**TASK OBJECTIVE**
In the forum comment below about mass extinction, why does the commenter call the author disingenuous at best? Answer in one to three sentences.

**EXCERPT**
◆ ◆ ◆ ◆ ◆

We are not edging up to a mass extinction - marojejian
https://aeon.co/essays/we-are-not-edging-up-to-a-mass-extinction
======
treya
Not quite sure what the motivation of this article is here, because the author
(likely intentionally) dodges calling out that he's making a distinction
between the pure definition of extinct meaning no more individuals of a
species being left, and the more colloquial term referring to massive die-
offs. Just because total extinction of a species may asymptotically take
centuries doesn't mean there isn't catastrophic loss of life in the meantime.
So it seems, at best, he's being disingenuous.

And for someone who should be intimately familiar with the subject, to call
climate change "the most serious problem" we're facing, this to me suggests he
either doesn't know what he's talking about, or he has other motivations here,
or he's just an idiot.

Widespread pollution of our groundwater, rainwater, oceans and air - in many
places now at toxic levels, collapse of ecosystems, massive habitat loss and
destruction, global depletion of resources, all will affect us to a greater
degree and sooner than climate change (to be fair, climate change will
exacerbate these other factors).

◆ ◆ ◆ ◆ ◆

**PROVIDED RECORDS**
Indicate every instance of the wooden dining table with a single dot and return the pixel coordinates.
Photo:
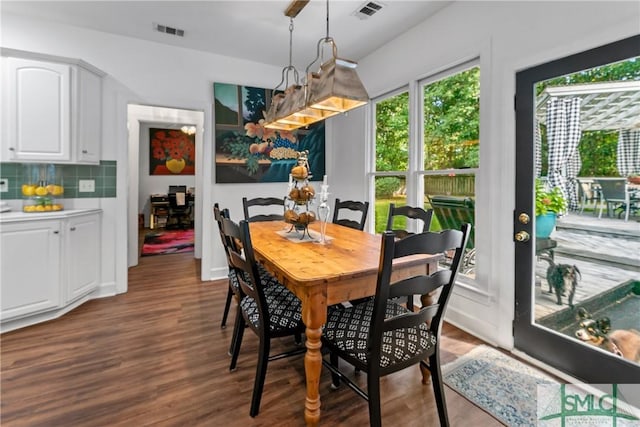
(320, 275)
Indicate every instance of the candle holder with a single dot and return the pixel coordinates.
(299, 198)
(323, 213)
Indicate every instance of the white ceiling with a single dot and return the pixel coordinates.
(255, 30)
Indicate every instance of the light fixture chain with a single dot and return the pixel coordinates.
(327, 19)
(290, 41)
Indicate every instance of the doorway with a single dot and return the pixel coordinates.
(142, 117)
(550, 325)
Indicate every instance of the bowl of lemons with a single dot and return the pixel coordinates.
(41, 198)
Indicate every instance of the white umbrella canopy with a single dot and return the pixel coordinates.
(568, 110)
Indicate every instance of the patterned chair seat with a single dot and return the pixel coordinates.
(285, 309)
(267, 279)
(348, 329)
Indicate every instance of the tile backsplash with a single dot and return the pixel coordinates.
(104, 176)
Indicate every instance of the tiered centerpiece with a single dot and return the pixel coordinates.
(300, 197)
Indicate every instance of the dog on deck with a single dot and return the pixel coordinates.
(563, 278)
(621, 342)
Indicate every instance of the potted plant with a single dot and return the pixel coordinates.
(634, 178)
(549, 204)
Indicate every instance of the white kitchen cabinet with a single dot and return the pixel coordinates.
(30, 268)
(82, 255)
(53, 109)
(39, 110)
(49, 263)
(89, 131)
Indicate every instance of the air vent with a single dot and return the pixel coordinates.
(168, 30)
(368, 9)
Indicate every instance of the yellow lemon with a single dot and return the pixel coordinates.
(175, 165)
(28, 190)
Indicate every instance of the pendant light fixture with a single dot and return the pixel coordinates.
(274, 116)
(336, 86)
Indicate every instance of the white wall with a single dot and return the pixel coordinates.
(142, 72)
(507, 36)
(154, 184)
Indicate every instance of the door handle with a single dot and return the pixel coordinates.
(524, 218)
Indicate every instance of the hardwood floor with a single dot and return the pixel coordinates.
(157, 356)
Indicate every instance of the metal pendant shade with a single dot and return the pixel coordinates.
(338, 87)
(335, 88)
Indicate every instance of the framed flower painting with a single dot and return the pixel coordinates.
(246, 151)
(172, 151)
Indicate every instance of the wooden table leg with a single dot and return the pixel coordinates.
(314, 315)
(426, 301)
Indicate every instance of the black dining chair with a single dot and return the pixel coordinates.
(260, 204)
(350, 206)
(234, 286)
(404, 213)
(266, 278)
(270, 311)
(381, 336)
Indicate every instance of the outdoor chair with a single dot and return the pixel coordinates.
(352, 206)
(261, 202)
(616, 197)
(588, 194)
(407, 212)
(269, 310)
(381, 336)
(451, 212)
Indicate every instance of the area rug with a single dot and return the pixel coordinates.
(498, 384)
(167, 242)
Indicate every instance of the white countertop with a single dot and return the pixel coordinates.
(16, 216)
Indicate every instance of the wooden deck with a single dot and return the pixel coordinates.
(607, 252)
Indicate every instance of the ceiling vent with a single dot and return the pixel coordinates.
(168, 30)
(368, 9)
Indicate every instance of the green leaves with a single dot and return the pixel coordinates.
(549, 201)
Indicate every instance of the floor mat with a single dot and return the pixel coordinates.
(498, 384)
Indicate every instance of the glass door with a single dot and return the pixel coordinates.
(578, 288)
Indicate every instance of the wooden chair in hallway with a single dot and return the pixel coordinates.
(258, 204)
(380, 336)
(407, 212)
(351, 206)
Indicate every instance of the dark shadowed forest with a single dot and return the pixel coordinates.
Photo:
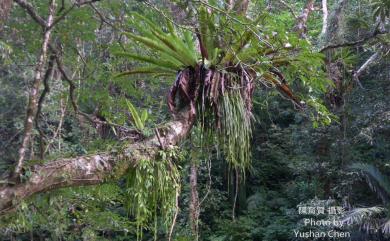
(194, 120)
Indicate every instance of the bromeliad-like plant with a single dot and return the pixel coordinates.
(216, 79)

◆ ◆ ◆ ◆ ◆

**FINISHED TASK**
The commenter says the author avoids admitting that he is separating the strict meaning of extinction, with no individuals of a species left, from the everyday sense of massive die-offs. Total extinction of a species may take centuries, but that does not mean there is no catastrophic loss of life in the meantime.